> _WORK INSTRUCTIONS_
Swap "Objective" for "Goal" everywhere in the entries below, and write the entries out again with nothing else changed.

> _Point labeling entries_

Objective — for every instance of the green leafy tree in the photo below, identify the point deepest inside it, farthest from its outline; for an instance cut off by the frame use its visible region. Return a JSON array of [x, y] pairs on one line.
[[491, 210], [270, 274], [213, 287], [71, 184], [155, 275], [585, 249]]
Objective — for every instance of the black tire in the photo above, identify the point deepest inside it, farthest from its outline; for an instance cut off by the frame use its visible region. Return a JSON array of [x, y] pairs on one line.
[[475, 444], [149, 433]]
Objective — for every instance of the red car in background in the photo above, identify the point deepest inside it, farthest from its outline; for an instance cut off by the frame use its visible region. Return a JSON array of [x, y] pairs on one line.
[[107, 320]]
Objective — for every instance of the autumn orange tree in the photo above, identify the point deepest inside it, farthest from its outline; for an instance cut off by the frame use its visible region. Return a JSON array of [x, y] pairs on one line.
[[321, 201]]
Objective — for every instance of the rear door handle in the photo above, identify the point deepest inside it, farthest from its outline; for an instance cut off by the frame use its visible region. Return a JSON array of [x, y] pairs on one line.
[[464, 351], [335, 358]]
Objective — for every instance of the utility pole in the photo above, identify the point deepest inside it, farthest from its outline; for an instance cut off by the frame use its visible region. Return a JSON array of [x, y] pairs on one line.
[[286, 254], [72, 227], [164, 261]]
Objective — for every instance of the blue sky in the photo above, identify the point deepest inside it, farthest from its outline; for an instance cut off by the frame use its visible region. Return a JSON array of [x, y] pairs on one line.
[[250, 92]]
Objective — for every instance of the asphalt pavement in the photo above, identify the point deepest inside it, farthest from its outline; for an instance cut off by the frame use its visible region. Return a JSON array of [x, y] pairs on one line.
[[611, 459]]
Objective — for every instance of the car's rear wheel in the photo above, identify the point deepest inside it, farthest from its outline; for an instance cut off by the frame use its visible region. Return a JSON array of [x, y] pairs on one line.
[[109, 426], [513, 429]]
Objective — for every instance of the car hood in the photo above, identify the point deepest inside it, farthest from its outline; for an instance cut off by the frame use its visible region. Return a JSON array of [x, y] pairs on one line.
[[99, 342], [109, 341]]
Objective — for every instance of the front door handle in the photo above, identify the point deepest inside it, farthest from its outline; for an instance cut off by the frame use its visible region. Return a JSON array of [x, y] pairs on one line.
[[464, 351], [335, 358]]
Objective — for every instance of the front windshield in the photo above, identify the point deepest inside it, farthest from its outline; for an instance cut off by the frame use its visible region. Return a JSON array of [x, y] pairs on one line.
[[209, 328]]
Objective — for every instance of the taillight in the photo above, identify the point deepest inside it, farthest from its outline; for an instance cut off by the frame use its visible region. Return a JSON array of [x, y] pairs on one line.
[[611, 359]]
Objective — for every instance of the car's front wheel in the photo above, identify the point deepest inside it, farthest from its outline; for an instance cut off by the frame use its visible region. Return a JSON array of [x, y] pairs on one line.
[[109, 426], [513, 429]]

> _RESULT FOR THIS EXERCISE_
Goal — for every instance of the green leafy tree in the photo below, identify the point deepest inside it, farthest from its outline; for an instance cut off by the frame use its visible region. Return a JSON array of [x, y] pairs on one line.
[[491, 210], [270, 274], [213, 287], [71, 184], [155, 275], [585, 249]]
Goal — for every instance of the black tire in the photo above, identify the point deepest inside it, farthest from its outline; for an instance cut off by the frame use its visible region. Return a JSON array of [x, y] pairs on one line.
[[475, 444], [149, 433]]
Goal — for every instance of the red car in background in the photo above, identify the point deepest inside it, farthest from its outline; for an instance cut off by the frame use its visible region. Return a JSON array of [x, y] pairs on one line.
[[107, 320]]
Goal — for every instance of the autumn orange tree in the photo above, identify the point deepest inside it, farthest from its outline; for an instance cut off by the frame use its visible region. Return a JSON array of [x, y] pairs on one line.
[[321, 201]]
Goal — for every instance of the rear door handle in the photo above, identify the point deepest inside it, farthest from its outline; for an instance cut off by the frame use its visible region. Return a JSON array of [x, y] pairs on one line.
[[464, 351], [335, 358]]
Goal — for every instance of the utility pole in the photo above, identify the point deepest inside it, farthest from its outline; for an instance cut off by the frame use its visible region. Return a JSON array of [x, y] pairs on one line.
[[286, 254], [72, 227], [164, 261]]
Goal — for every instance of the blue sky in the photo above, identify the point deepest inside it, farthest from its outline; for an instance cut off by the frame use its visible region. Return a JSON array of [x, y] pairs on one line.
[[250, 92]]
Goal — for every instance of the asphalt pavement in the photo above, identify the point deepest inside it, farthest from its outline; for an instance cut off by the frame use its visible region. Return a JSON array of [x, y] pairs on one line.
[[611, 459]]
Goal — for every instance of the car's rear wheel in the photo above, identify the point deepest inside it, farthest from its outline; for an instance cut off by the frame use its visible region. Return a JSON array of [x, y] pairs on one line.
[[109, 426], [513, 429]]
Goal — for every instance of the car hood in the photo above, identify the point deepest inside it, farthest from its outline; for an instance cut off by the frame use its visible region. Return a JSON array of [x, y] pairs on one line.
[[99, 342], [109, 341]]
Goal — for every instance of the front door handle in the photo above, identify the point deepest inside it, farthest from its outline; for an instance cut off by the frame use its visible region. Return a JSON array of [x, y] pairs on one line.
[[464, 351], [335, 358]]
Goal — for every instance of the front windshield in the photo above, identify the point deepest inside it, farthest from its outline; for an instance cut off by the frame use its visible region. Return a JSON array of [x, y] pairs on one line.
[[209, 328]]
Goal — for every instance of the taillight in the photo above, identify the point deepest inside it, farthest from its outline; for an instance cut off by the frame use its visible region. Return a JSON array of [x, y] pairs on one line.
[[611, 359]]
Goal — for every instance of the car's front wheel in the photo above, identify the point deepest inside it, farthest from its outline; for an instance cut off by the frame use its visible region. Return a JSON array of [x, y] pairs on one line.
[[109, 426], [513, 429]]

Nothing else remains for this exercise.